Records excerpted from a collection:

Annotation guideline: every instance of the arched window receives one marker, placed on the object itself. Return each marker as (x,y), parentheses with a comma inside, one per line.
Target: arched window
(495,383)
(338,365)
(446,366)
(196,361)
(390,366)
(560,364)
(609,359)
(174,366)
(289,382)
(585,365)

▸ **Given exercise**
Can you update the material so that "arched window" reads "dormer window" everywhere it appears, with nothing else changed?

▸ **The output**
Annotation guideline: every instance of the dormer window receives one marker, placed on the object itself. Return each marker as (x,y), parentheses with a comma inside, one per line.
Target: dormer window
(495,383)
(338,365)
(446,366)
(196,361)
(390,366)
(560,364)
(609,359)
(174,366)
(289,382)
(585,365)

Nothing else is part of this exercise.